JOB> Everything from the line with "Can you see the rearview" through the last line of the records below should be copied exactly, both ends included.

Coordinate annotation records:
§ §

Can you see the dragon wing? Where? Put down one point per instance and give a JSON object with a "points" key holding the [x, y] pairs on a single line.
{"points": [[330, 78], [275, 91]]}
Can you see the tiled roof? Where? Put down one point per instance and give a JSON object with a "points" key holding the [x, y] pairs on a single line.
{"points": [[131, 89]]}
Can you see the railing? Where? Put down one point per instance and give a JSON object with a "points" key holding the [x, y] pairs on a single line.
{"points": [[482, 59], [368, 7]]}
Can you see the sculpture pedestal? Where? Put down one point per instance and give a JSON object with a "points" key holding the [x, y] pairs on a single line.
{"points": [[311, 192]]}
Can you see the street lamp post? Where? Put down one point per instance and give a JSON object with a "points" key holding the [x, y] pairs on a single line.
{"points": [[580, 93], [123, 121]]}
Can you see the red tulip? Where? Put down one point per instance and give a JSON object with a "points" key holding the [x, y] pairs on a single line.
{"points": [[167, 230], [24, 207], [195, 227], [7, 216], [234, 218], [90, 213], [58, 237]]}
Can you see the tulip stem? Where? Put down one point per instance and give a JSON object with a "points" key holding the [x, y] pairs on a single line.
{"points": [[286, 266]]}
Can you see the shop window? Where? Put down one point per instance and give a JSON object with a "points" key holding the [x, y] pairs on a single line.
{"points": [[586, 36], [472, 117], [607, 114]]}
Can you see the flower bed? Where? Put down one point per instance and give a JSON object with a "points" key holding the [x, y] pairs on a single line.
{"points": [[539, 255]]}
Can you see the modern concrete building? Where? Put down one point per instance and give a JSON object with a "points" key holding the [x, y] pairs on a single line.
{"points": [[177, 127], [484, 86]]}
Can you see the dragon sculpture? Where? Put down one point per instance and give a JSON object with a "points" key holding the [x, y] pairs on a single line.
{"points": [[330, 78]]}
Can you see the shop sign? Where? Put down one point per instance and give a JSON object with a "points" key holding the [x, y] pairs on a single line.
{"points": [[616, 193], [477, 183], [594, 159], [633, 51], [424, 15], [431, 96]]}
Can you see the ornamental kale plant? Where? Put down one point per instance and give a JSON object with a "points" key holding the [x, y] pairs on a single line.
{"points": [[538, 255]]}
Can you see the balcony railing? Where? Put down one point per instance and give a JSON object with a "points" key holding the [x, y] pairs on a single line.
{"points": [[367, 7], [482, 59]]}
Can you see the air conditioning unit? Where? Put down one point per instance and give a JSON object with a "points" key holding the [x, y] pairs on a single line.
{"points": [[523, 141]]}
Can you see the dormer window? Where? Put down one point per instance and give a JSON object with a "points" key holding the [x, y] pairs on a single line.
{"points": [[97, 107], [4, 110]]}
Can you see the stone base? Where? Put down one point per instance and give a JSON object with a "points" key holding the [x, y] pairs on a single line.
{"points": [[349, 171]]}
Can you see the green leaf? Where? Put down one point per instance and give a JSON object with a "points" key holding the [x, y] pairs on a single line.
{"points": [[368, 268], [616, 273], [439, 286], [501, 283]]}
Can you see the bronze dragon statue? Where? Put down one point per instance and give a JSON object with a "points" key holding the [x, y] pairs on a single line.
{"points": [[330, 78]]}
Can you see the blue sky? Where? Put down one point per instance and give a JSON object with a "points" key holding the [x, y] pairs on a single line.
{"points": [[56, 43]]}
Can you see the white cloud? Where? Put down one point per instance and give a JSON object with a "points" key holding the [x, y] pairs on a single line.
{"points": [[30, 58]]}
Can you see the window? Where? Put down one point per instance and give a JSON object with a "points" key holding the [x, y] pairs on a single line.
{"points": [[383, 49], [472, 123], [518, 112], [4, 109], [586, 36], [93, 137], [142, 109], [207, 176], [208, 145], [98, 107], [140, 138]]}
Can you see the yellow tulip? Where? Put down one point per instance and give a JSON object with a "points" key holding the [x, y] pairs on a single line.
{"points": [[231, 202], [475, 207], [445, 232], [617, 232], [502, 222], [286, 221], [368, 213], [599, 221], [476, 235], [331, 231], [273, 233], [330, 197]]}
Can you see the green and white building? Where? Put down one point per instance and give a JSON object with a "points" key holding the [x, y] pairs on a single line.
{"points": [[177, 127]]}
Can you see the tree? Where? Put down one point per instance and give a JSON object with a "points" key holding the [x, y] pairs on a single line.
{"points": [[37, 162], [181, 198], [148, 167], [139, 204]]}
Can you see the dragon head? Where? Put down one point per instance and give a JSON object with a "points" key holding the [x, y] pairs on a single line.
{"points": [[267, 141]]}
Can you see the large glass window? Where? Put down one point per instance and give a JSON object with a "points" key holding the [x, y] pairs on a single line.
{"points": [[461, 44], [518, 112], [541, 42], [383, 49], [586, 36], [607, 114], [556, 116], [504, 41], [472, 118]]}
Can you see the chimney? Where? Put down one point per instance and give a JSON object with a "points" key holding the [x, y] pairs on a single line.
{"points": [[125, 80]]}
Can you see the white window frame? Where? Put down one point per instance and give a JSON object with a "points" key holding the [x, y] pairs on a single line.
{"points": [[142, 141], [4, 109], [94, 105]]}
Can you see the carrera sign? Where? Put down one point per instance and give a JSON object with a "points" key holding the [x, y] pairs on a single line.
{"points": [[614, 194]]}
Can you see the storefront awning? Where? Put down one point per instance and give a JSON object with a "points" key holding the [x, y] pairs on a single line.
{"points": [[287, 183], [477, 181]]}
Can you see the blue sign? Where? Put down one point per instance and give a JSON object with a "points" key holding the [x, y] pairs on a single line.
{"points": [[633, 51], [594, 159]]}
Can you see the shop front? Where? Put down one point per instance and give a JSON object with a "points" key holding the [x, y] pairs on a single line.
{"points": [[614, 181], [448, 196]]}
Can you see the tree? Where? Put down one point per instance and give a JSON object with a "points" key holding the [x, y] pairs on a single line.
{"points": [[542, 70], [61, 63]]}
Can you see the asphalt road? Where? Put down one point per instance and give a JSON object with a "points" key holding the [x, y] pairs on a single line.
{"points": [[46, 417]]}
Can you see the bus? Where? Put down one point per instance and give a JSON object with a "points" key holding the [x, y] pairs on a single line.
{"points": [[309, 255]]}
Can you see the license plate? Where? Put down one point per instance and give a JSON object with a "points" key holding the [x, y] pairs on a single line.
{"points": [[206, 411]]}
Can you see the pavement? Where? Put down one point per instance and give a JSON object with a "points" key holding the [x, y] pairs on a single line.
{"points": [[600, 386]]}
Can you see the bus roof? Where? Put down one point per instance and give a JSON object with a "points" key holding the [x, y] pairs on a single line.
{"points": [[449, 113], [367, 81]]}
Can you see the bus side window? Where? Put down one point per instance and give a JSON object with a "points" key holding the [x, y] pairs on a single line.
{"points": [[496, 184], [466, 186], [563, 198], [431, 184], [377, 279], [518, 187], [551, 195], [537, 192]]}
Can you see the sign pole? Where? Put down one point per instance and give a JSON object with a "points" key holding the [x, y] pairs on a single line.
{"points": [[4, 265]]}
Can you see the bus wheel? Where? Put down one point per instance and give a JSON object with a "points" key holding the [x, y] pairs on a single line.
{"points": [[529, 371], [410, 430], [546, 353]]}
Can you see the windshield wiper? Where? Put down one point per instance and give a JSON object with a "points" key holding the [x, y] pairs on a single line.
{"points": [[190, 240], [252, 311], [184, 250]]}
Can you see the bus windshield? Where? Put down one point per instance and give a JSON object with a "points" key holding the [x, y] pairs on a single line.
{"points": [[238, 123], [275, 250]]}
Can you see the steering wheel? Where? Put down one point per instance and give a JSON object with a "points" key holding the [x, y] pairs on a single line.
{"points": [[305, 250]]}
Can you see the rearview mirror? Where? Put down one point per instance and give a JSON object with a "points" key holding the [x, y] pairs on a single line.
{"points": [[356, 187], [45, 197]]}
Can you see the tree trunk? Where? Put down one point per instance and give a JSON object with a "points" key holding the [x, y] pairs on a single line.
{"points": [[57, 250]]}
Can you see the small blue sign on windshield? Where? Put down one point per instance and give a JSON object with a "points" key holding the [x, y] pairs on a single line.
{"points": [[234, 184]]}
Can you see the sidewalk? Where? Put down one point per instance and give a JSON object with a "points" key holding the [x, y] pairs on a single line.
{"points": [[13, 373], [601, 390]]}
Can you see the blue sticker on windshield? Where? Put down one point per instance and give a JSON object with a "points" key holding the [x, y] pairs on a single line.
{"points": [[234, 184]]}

§ §

WRITTEN ANSWER>
Can you see the rearview mirror? Where? Put down one point per instance and give a JSON object with a "points" key holding the [x, y] pairs on a single line.
{"points": [[356, 187], [45, 197]]}
Can you see the tree trunk? Where? Put down one point per instance and give a JSON object with a "points" key holding the [x, y] pairs on a single line.
{"points": [[57, 250]]}
Can you see the small blue sign on windshield? Where? Put down one point per instance and give a JSON object with a "points" key holding the [x, y] pairs on a single line.
{"points": [[234, 184]]}
Can you see the sidewalk? Where? Put down one point per instance and give a JSON object with a "points" key holding the [x, y] pairs on a single line.
{"points": [[13, 373], [601, 390]]}
Can you see the blue sticker on windshield? Where? Put down one point per instance and give a JSON object with a "points" key holding the [x, y] pairs on a single line.
{"points": [[234, 184]]}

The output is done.